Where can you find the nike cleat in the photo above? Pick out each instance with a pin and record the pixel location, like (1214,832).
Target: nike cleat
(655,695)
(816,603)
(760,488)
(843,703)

★ ★ ★ ★ ★

DIRECTIVE: Turn the records above into a two-column CSV with the header row text,answer and one row per record. Put each record's text and its answer in their own quoted fields, with line breaks replaced by spaces.

WRITTEN SOLUTION:
text,answer
"Where can you find the nike cleat in the photo above? Pick out each instance with a pin and record the pixel location, like (1214,832). Target: nike cleat","(655,695) (816,603) (760,488) (843,703)"